**GIVEN INSTRUCTION:**
Can you render the records below as a JSON list of strings, one string per line, with blank lines omitted?

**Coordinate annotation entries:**
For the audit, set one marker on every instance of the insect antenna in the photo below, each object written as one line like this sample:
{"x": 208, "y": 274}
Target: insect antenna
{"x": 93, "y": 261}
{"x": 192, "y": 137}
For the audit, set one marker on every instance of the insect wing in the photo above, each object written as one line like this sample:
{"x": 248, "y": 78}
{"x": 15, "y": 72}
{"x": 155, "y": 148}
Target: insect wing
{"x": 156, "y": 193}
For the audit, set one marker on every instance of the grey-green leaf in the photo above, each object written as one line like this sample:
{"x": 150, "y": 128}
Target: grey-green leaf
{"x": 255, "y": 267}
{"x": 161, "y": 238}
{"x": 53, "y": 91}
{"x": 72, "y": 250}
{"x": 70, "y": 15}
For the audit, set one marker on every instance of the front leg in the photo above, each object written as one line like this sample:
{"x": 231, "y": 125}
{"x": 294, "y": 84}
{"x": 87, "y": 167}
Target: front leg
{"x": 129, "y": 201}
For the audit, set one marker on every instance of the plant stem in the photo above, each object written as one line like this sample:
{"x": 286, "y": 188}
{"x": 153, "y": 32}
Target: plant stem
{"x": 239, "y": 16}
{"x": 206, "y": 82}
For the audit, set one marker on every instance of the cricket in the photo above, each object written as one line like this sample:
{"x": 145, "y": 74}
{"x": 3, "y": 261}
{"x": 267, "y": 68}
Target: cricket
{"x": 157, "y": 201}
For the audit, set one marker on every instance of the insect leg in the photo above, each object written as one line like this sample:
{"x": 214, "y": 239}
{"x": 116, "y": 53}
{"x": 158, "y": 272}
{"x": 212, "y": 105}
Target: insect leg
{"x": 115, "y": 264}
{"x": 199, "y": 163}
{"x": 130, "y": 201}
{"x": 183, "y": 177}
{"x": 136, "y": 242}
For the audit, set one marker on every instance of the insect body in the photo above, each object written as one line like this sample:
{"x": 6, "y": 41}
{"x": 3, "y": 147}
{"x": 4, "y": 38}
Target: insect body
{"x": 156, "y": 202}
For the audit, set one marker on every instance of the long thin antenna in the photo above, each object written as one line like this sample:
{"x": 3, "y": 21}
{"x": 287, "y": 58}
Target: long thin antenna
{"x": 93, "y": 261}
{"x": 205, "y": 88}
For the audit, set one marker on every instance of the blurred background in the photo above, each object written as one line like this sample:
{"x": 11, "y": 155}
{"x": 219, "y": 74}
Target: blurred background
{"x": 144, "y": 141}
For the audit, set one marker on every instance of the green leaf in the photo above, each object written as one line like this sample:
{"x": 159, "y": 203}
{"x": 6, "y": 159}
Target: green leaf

**OUTPUT FOR THIS EXERCISE:**
[
  "For the audit, set one marker on every instance of the insect antenna in the photo below, each object written as one line like this sample:",
  "{\"x\": 208, \"y\": 274}",
  "Target: insect antenna",
  "{\"x\": 93, \"y\": 261}",
  "{\"x\": 192, \"y\": 137}",
  "For the audit, set one marker on every instance of the insect wing in the photo above, each object written as one line like this sample:",
  "{\"x\": 248, \"y\": 78}",
  "{\"x\": 15, \"y\": 72}",
  "{\"x\": 155, \"y\": 148}",
  "Target: insect wing",
  "{\"x\": 156, \"y\": 193}",
  "For the audit, set one marker on every instance of the grey-green leaf in the photo above, each object written as one line like this sample:",
  "{\"x\": 150, \"y\": 128}",
  "Target: grey-green leaf",
  "{\"x\": 255, \"y\": 267}",
  "{\"x\": 161, \"y\": 238}",
  "{\"x\": 53, \"y\": 91}",
  "{\"x\": 72, \"y\": 250}",
  "{\"x\": 70, \"y\": 15}",
  "For the audit, set one marker on every instance of the front leg in the photo above, each object written as one line like this sample:",
  "{\"x\": 231, \"y\": 125}",
  "{\"x\": 294, \"y\": 84}",
  "{\"x\": 87, \"y\": 167}",
  "Target: front leg",
  "{\"x\": 129, \"y\": 201}",
  "For the audit, set one marker on every instance of the plant stem in the photo above, each object written as one line like this sample:",
  "{\"x\": 286, \"y\": 188}",
  "{\"x\": 153, \"y\": 32}",
  "Target: plant stem",
  "{\"x\": 239, \"y\": 16}",
  "{\"x\": 206, \"y\": 82}",
  "For the audit, set one marker on every instance of the cricket in the photo above, each object written as one line like this sample:",
  "{\"x\": 145, \"y\": 74}",
  "{\"x\": 3, \"y\": 261}",
  "{\"x\": 267, \"y\": 68}",
  "Target: cricket",
  "{\"x\": 157, \"y\": 201}",
  "For the audit, set one marker on every instance of the insect leg in the photo above, each object written as one line like this sample:",
  "{\"x\": 214, \"y\": 239}",
  "{\"x\": 116, \"y\": 53}",
  "{\"x\": 158, \"y\": 272}",
  "{\"x\": 212, \"y\": 105}",
  "Target: insect leg",
  "{\"x\": 115, \"y\": 264}",
  "{\"x\": 199, \"y\": 163}",
  "{\"x\": 130, \"y\": 201}",
  "{\"x\": 183, \"y\": 177}",
  "{\"x\": 136, \"y\": 242}",
  "For the audit, set one marker on every instance of the insect body in the photo above, each object written as one line like this sample:",
  "{\"x\": 6, \"y\": 41}",
  "{\"x\": 3, \"y\": 147}",
  "{\"x\": 4, \"y\": 38}",
  "Target: insect body",
  "{\"x\": 156, \"y\": 202}",
  "For the audit, set one marker on every instance of the long thin antenna in the photo above, each object written as one line like this sample:",
  "{\"x\": 3, \"y\": 21}",
  "{\"x\": 287, \"y\": 58}",
  "Target: long thin antenna",
  "{\"x\": 93, \"y\": 261}",
  "{\"x\": 205, \"y\": 88}",
  "For the audit, set one marker on every instance of the blurred background in the photo above, each object written as one line like this sample:",
  "{\"x\": 11, \"y\": 155}",
  "{\"x\": 219, \"y\": 74}",
  "Target: blurred background",
  "{\"x\": 144, \"y\": 141}",
  "For the audit, set one marker on every instance of the green leaf in the photo above, each object written as one line like this sample:",
  "{\"x\": 159, \"y\": 203}",
  "{\"x\": 6, \"y\": 159}",
  "Target: green leaf"
]